| Problem details |
Reproduce the stretch of the column on the Reform surge from "It was, in the" through "the last rites.", word for word.

Brendan O'Neill: The English have revolted


The Reform surge in England is more than a protest vote – it’s a people's blow against the cultural elites.

Here are some phrases I don’t want to hear today. ‘Protest vote.’ ‘The cry of the “left behind”.’ ‘A bloody nose for the establishment.’ For while it’s true that the colourless functionaries of our two-party regime will be holding their bloodied snouts today following a bruising blow from the electorate, none of those trite phrases captures the historic nature of what is happening. This is not just a ballot-box ‘screw you’ – it’s an attempted reordering of politics itself by voters with nothing left to lose.

The Reform surge in England is staggering. We might not have all the results from the local elections yet, but already we can glimpse a political upset of tectonic proportions. At the time of writing, 46 out of 136 councils in England have been declared. Reform UK has won about a third of the seats contested so far, giving it command over a vast swathe of English affairs. Labour is being pummelled: so far it has lost about half of the seats it was defending. As even the BBC was forced to admit, as a governing force in local politics, ‘Labour [is] going backwards big time’.

It was, in the words of one observer, a ‘turbulent night for the major established parties’. Labour has suffered the heaviest losses, shedding council seat after council seat to Reform and also to the Green Party. But the Conservatives are getting hit, too: at the time of writing, they’ve lost almost 150 councillors and one entire council. They’ll lose a lot more before the day is out. It feels like the duopoly is on its deathbed, with the pale-blue insurgents of Reform happily reading the last rites.

But even the numbers don’t really capture the revolutionary foment across working-class England. As Sherelle Jacobs of the Telegraph says, Reform is even seizing councils that ‘stayed Labour through Iraq, the Blair fallout, [the] financial crash, through Corbyn’. Working-class voters who put a peg on their noses and voted Labour even when it was overseeing the decimation of their bank balances, even when it was led by Magic Grandpa and his army of trustafarian Trots, are now finally saying ‘Nah, we’re out’. Because they have an alternative now: Reform. This is not just an act of disgruntlement – in Jacobs’ words, it’s ‘history in the making’.

| Available data |
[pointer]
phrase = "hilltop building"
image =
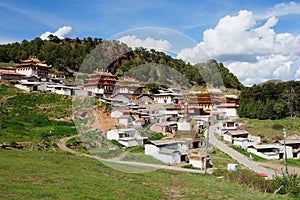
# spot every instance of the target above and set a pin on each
(33, 67)
(101, 84)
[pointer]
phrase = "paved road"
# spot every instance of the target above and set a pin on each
(236, 155)
(62, 145)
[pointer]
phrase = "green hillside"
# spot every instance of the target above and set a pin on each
(86, 55)
(64, 176)
(37, 117)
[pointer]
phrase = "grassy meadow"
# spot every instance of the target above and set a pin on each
(44, 172)
(270, 130)
(36, 117)
(49, 175)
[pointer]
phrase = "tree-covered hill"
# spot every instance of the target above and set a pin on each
(270, 100)
(70, 55)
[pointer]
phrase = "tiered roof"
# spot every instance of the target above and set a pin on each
(32, 61)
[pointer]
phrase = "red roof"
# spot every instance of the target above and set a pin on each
(262, 174)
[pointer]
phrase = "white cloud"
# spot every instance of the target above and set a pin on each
(148, 43)
(4, 40)
(59, 33)
(253, 52)
(282, 9)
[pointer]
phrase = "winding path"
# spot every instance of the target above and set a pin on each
(62, 145)
(238, 156)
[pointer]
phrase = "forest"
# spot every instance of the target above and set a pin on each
(88, 54)
(270, 100)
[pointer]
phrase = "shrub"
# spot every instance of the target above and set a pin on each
(277, 126)
(156, 136)
(115, 142)
(137, 149)
(289, 185)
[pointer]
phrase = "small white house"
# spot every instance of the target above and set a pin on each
(184, 126)
(119, 112)
(267, 151)
(27, 85)
(167, 151)
(198, 161)
(128, 137)
(126, 120)
(229, 136)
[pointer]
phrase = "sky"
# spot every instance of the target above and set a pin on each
(255, 40)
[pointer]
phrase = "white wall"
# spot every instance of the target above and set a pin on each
(183, 126)
(26, 72)
(196, 163)
(116, 114)
(112, 135)
(153, 150)
(227, 137)
(268, 156)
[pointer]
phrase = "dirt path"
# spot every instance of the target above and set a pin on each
(281, 168)
(254, 166)
(62, 145)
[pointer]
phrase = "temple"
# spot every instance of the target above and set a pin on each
(101, 83)
(33, 67)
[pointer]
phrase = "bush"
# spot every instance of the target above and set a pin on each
(115, 142)
(289, 185)
(156, 136)
(277, 126)
(137, 149)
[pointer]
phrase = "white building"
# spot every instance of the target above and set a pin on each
(128, 137)
(270, 151)
(167, 151)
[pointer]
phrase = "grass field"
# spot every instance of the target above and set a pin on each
(49, 175)
(36, 117)
(270, 130)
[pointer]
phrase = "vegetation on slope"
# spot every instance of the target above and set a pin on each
(270, 130)
(36, 117)
(64, 176)
(72, 55)
(270, 100)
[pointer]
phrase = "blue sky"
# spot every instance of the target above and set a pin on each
(252, 38)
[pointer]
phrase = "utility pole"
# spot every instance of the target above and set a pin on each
(206, 151)
(285, 155)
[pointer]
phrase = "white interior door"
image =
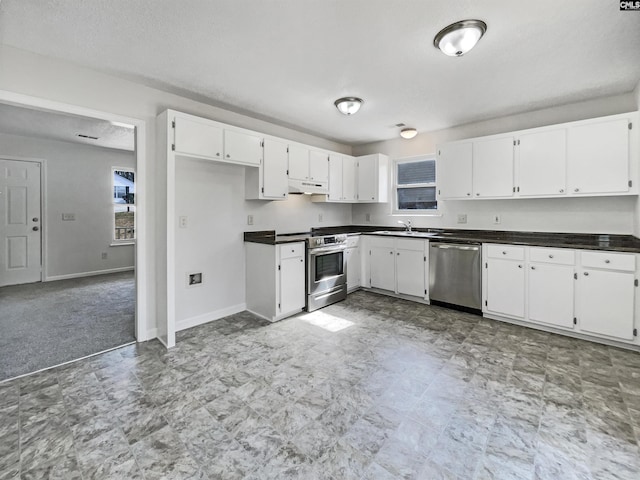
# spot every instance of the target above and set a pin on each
(20, 253)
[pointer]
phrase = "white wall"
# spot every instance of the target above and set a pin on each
(78, 180)
(30, 74)
(588, 215)
(211, 196)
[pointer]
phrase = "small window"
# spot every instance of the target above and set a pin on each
(124, 205)
(415, 185)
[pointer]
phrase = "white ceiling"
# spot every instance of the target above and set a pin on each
(286, 61)
(57, 126)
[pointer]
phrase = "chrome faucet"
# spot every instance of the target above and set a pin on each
(407, 225)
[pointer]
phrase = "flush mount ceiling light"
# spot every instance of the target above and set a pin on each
(460, 37)
(348, 105)
(408, 133)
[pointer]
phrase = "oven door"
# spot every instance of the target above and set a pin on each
(327, 269)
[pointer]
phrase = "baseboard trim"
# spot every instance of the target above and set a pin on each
(87, 274)
(209, 317)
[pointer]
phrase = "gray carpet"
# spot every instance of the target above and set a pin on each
(45, 324)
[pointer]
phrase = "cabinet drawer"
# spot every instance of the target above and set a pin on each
(609, 260)
(290, 250)
(410, 244)
(353, 241)
(559, 256)
(505, 251)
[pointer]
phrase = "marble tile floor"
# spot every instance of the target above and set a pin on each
(371, 388)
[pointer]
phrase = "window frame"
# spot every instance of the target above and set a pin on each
(395, 210)
(123, 241)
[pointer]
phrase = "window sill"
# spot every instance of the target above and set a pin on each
(416, 214)
(121, 244)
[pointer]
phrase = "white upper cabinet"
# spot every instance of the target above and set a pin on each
(454, 167)
(542, 160)
(240, 147)
(198, 137)
(598, 157)
(318, 166)
(342, 178)
(335, 178)
(298, 162)
(493, 167)
(274, 169)
(373, 177)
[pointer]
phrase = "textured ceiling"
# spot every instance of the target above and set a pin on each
(57, 126)
(287, 60)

| Answer to this problem |
It was, in the words of one observer, a ‘turbulent night for the major established parties’. Labour has suffered the heaviest losses, shedding council seat after council seat to Reform and also to the Green Party. But the Conservatives are getting hit, too: at the time of writing, they’ve lost almost 150 councillors and one entire council. They’ll lose a lot more before the day is out. It feels like the duopoly is on its deathbed, with the pale-blue insurgents of Reform happily reading the last rites.